* **JOB**:
Copy out the items word for word, starting at the line that contains "Please trace the outline of every instance of the <item>ladder" and ending after the line that contains "POLYGON ((209 170, 206", both lines included.
^^^^^^^^
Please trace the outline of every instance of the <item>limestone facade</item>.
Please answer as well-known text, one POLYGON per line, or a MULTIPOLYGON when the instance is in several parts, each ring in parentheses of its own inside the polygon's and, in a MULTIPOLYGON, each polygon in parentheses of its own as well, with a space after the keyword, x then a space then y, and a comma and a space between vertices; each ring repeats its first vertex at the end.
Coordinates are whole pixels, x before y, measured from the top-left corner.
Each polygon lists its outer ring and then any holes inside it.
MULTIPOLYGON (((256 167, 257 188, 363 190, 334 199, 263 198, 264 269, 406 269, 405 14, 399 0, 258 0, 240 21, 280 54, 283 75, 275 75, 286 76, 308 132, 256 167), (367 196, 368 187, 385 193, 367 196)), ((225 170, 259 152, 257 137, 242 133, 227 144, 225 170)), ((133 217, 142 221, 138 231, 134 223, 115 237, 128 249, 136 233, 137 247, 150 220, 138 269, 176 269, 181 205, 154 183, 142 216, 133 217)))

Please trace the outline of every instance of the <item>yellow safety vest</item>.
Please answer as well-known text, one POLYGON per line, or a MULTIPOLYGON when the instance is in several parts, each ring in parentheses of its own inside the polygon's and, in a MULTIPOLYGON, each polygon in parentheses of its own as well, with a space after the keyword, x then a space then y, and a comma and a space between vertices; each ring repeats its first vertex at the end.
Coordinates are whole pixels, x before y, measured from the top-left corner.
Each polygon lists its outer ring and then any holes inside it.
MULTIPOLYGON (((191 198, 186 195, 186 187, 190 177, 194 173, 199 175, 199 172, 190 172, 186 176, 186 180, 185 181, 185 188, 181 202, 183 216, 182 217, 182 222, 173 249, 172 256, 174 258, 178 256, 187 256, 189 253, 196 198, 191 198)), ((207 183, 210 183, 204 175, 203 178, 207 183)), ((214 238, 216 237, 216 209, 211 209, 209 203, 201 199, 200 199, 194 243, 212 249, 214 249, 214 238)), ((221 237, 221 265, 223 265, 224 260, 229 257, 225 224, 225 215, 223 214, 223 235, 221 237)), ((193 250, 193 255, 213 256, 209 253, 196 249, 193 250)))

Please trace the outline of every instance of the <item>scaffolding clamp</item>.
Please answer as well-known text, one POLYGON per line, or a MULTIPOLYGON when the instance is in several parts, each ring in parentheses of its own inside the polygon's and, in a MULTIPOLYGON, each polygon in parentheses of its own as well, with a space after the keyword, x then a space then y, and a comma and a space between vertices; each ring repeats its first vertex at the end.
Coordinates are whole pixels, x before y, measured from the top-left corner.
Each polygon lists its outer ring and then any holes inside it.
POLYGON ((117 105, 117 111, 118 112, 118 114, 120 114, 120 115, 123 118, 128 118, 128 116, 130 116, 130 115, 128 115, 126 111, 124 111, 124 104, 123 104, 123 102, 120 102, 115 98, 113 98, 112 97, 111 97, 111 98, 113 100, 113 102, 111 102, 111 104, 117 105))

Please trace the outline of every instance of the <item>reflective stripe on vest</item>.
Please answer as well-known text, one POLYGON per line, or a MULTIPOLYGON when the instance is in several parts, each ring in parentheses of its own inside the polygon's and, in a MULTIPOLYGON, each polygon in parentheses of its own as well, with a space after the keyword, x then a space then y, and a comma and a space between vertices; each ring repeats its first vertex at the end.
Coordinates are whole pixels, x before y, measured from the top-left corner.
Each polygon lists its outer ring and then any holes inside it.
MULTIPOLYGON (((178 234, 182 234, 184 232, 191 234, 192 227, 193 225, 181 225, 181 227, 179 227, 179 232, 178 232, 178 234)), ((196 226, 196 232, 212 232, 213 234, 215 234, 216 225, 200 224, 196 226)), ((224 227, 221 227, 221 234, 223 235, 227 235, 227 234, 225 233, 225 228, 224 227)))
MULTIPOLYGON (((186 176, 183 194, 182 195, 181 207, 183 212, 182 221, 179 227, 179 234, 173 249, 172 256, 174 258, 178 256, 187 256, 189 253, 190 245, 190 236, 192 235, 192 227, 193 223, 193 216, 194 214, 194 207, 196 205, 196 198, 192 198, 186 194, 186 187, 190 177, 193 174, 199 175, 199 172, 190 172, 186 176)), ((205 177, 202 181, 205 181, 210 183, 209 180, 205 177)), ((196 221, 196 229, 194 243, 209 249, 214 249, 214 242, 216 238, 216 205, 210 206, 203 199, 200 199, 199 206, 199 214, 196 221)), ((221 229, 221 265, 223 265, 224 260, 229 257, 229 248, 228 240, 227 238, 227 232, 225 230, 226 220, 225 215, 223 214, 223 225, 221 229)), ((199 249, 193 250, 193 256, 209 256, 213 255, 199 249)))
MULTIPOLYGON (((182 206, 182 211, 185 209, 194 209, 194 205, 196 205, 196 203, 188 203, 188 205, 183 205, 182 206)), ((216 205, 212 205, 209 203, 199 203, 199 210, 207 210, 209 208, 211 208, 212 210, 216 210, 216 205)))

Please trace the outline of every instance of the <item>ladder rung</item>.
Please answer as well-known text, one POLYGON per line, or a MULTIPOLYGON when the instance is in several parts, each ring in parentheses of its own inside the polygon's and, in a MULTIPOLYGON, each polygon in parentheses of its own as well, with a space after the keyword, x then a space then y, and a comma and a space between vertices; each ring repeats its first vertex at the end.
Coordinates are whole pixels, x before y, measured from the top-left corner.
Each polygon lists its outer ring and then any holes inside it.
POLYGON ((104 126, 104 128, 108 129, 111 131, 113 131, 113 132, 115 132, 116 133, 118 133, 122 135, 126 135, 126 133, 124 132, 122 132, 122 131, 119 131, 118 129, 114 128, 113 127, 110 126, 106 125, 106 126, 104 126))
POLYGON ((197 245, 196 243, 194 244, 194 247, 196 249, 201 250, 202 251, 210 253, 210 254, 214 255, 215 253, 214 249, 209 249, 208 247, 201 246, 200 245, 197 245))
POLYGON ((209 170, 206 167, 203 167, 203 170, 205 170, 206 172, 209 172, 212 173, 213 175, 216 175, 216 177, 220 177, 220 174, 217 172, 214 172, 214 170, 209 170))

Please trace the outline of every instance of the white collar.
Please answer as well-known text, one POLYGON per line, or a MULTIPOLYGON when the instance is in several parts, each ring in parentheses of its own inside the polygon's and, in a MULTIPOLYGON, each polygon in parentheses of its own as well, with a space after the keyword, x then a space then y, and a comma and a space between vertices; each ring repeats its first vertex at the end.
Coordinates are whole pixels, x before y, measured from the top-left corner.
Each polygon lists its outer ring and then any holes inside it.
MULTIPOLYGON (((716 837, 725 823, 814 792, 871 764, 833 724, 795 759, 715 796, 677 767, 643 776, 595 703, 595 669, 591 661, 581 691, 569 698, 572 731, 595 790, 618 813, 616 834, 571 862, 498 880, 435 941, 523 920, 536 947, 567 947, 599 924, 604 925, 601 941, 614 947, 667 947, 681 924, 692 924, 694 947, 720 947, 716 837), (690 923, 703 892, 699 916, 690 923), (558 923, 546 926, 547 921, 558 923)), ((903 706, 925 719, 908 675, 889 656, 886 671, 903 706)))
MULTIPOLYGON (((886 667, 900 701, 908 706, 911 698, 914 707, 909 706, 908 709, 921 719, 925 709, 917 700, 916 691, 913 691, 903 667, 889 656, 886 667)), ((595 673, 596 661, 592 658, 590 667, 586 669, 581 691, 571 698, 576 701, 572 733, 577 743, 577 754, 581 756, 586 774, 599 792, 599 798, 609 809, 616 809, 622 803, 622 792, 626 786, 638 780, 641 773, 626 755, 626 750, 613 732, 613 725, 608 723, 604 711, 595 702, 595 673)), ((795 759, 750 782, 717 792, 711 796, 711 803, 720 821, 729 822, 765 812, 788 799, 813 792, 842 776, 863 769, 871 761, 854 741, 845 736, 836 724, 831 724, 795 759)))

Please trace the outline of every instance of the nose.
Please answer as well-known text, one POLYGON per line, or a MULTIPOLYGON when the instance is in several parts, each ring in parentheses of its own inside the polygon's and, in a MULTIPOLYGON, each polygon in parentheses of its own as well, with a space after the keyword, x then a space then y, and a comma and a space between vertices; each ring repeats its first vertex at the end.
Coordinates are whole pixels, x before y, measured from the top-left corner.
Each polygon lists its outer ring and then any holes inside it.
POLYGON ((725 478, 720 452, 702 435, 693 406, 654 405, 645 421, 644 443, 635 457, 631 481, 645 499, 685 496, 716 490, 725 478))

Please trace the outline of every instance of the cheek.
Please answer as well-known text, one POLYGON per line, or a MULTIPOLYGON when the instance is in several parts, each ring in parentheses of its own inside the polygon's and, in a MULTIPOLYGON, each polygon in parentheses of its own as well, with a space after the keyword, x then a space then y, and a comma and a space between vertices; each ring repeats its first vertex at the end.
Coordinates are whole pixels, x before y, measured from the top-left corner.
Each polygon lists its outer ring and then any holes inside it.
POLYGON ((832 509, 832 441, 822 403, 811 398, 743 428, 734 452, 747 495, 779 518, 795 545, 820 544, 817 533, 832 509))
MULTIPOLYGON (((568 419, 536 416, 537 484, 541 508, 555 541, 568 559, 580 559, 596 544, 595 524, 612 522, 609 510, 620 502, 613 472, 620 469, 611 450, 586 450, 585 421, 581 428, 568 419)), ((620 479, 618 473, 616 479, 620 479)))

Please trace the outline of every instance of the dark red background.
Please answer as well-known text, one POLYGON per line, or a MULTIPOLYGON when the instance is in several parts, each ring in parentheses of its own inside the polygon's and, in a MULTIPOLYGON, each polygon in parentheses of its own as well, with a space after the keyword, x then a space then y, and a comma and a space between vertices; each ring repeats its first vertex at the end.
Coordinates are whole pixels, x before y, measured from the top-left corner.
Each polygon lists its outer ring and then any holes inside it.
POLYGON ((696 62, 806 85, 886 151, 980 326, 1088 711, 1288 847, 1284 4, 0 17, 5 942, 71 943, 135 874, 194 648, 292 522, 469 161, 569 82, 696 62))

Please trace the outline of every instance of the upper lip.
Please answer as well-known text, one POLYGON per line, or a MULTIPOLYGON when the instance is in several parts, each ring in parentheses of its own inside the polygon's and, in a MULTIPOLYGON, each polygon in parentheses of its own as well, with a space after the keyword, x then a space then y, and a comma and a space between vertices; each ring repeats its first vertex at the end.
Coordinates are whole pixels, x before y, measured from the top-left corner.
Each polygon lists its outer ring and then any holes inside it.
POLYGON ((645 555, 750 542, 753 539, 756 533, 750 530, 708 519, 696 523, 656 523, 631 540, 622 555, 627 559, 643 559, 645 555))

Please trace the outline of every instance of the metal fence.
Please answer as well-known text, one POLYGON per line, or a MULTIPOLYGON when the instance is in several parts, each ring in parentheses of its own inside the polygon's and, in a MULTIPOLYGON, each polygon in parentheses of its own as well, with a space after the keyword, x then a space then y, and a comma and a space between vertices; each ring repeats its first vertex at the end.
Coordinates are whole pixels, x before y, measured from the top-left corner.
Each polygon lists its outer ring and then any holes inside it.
^^^^^^^^
* **EXERCISE SOLUTION**:
Please trace the outline of every instance of the <item>ladder rung</item>.
Please answer as well-known text, one POLYGON per line, or a MULTIPOLYGON when the instance is in several parts, each ring in parentheses of its own inside the polygon's and, in a MULTIPOLYGON, each polygon in parentheses of its own as well, with a space after the keyword, x then a space then y, and a comma and a space between vertices; each ring repeats its first vertex at the end.
Coordinates are whole pixels, x before y, measured from the top-left corner.
Each polygon lists its outer ring and then any holes inside it.
POLYGON ((104 126, 104 128, 108 129, 111 131, 113 131, 113 132, 115 132, 116 133, 118 133, 122 135, 126 135, 126 133, 124 132, 122 132, 122 131, 119 131, 118 129, 114 128, 113 127, 110 126, 106 125, 106 126, 104 126))
POLYGON ((197 245, 196 243, 194 244, 194 247, 196 249, 201 250, 202 251, 210 253, 210 254, 214 255, 215 253, 214 249, 209 249, 208 247, 201 246, 200 245, 197 245))
POLYGON ((209 170, 206 167, 203 167, 203 170, 205 170, 206 172, 209 172, 212 173, 213 175, 216 175, 216 177, 220 177, 220 174, 217 172, 214 172, 214 170, 209 170))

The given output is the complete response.